■ **TASK BRIEF**
In the entries below, go to the line containing "Find the fallen" and repeat it along with every later line, exactly.

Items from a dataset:
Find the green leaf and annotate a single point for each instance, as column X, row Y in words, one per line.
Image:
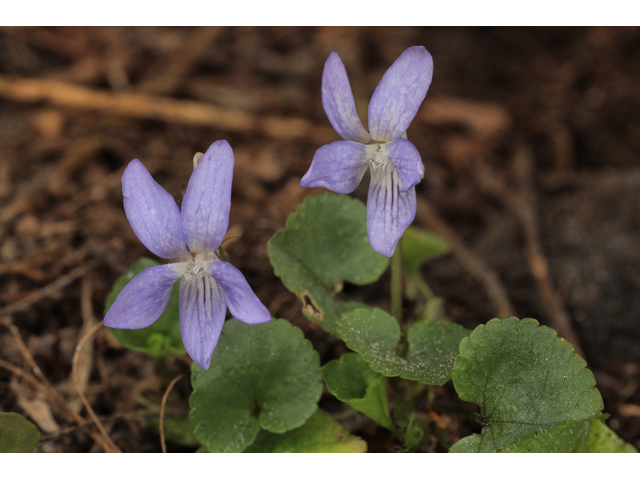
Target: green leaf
column 320, row 434
column 524, row 378
column 420, row 246
column 162, row 338
column 375, row 335
column 323, row 245
column 351, row 380
column 17, row 434
column 261, row 376
column 572, row 436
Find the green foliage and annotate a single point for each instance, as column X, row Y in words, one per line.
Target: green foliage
column 524, row 378
column 320, row 434
column 162, row 338
column 432, row 346
column 323, row 245
column 572, row 436
column 351, row 380
column 17, row 434
column 261, row 376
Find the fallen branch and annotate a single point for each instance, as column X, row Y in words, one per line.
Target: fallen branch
column 469, row 261
column 140, row 105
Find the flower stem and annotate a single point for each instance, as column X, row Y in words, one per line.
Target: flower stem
column 396, row 283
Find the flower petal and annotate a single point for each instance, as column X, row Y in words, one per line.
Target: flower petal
column 338, row 166
column 152, row 212
column 389, row 211
column 144, row 298
column 202, row 311
column 338, row 102
column 399, row 94
column 206, row 204
column 243, row 303
column 405, row 158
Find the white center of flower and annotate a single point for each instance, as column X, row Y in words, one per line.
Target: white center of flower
column 194, row 265
column 377, row 158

■ **ANSWER BOX**
Find the fallen branch and annotate a single point for each instance, as column X, row Y in words, one per line.
Target: fallen branch
column 469, row 261
column 140, row 105
Find the flower stem and annotate a single point for each instance, as column X, row Y in words, one per line.
Target: flower stem
column 396, row 283
Find the flower petal and annotate a single point for each instance, as column X, row Y in words, one per line.
Target: flower petal
column 338, row 166
column 152, row 212
column 389, row 211
column 144, row 298
column 202, row 311
column 338, row 102
column 399, row 94
column 206, row 204
column 243, row 303
column 405, row 158
Find the white center of flower and annotate a single point for each instance, as column X, row Y in words, one per line.
Target: white center of flower
column 194, row 265
column 377, row 158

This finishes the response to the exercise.